* _Problem to solve_
Go to the line in the data below that contains "Target: bird's head". Write it out exactly, along with every later line through the last, and nothing else.

Referring expression data
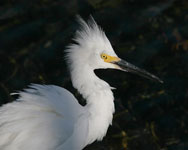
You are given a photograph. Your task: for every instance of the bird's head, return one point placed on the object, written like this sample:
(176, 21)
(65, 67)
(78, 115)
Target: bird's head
(93, 49)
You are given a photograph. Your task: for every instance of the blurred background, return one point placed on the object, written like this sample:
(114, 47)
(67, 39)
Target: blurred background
(152, 34)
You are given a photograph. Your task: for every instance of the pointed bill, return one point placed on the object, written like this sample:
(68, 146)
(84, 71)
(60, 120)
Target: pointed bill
(125, 66)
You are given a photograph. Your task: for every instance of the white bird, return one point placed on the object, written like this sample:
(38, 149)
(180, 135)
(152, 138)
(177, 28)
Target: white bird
(48, 117)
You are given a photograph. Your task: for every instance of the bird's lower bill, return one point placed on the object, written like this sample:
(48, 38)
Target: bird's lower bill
(125, 66)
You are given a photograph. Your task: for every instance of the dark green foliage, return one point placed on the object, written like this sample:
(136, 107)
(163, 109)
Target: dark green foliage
(150, 34)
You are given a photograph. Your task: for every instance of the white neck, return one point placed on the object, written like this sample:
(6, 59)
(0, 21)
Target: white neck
(99, 98)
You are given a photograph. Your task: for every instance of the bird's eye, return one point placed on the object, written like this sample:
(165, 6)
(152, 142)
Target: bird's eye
(104, 56)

* _Result_
Target: bird's head
(93, 49)
You are given a photograph. Your task: for every instance of the blurred background, return one point placed on the object, written like this sample:
(114, 47)
(67, 39)
Target: blurred background
(152, 34)
You are given a photograph. Your task: for every instance of the pointed bill, return one point placed on the object, written like this sample:
(68, 146)
(84, 71)
(60, 120)
Target: pointed bill
(125, 66)
You are given a photograph. Your task: for every instance of the white bird, return one point placed on the object, written like this sample:
(38, 149)
(180, 135)
(152, 138)
(177, 28)
Target: white bird
(48, 117)
You are given a photograph. Your task: for every instance of the bird's lower bill, return one point placed on the object, written like this sample:
(48, 38)
Target: bird's lower bill
(125, 66)
You are given a photograph. Your task: for every instance of the dark green foliage, return one point placed on the object, written like this sample:
(136, 107)
(163, 109)
Target: dark green foliage
(150, 34)
You are given a photograph. Your task: for every instance of the white neck, return one point placed on the object, written like this sample:
(6, 59)
(0, 21)
Target: white neck
(99, 98)
You are given a photograph. Your task: for every instance of the bird's eye, return one point placed on the object, written like this sample:
(165, 6)
(152, 142)
Target: bird's eye
(104, 56)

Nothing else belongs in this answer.